[Dataset items]
:::::

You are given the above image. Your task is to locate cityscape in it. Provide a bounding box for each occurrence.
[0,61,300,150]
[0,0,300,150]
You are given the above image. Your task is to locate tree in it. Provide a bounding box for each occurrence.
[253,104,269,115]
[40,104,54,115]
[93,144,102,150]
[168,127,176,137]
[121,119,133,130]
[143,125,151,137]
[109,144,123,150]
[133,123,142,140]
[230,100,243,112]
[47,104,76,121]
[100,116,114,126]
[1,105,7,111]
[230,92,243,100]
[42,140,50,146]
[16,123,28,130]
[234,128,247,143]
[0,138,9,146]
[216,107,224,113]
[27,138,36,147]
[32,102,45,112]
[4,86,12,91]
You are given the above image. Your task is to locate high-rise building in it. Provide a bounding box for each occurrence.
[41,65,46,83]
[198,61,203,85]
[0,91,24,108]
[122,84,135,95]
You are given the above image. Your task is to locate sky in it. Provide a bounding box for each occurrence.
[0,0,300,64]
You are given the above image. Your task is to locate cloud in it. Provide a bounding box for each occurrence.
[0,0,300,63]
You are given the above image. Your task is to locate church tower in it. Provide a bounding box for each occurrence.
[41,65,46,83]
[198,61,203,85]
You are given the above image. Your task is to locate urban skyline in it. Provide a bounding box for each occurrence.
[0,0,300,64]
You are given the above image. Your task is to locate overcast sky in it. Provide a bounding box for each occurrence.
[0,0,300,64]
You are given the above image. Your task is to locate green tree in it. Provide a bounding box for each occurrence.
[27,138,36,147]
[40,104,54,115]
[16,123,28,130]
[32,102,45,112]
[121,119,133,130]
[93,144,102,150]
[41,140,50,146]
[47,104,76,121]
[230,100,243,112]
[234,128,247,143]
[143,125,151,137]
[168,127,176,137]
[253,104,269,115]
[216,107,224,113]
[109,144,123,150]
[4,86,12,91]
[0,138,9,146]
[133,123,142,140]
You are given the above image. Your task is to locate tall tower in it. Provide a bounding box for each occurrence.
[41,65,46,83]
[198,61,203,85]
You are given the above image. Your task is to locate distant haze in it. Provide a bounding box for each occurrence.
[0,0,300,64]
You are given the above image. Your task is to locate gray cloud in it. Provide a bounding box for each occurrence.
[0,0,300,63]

:::::

Short problem:
How many lines in the dataset items above contain the string "tree", with case counting? Give only the number.

Result of the exercise:
2